• **Problem requirements**: Read the lines below. Copy out any that hold the string "image".

****************************************

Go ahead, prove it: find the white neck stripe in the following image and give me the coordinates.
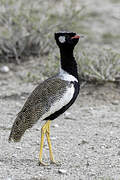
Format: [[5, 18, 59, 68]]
[[59, 68, 78, 82]]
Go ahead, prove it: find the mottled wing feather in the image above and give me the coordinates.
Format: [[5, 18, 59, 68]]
[[9, 77, 72, 142], [21, 77, 70, 120]]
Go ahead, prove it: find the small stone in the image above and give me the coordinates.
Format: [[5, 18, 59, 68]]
[[16, 146, 22, 150], [36, 140, 40, 145], [100, 145, 105, 149], [36, 127, 41, 131], [52, 124, 59, 128], [89, 107, 93, 110], [81, 140, 88, 144], [78, 140, 88, 145], [0, 66, 9, 73], [64, 112, 71, 118], [58, 169, 67, 174], [111, 100, 119, 105], [64, 112, 76, 120], [117, 151, 120, 156]]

****************************************

• **Answer box**:
Go ahead, prove it: find the white neck stripe in the following image and give me the coordinates.
Go ahead, prove it: find the mottled wing feather in the image above and give me the coordinates.
Go ahead, prove it: find the small stone in the image above and give me the coordinates.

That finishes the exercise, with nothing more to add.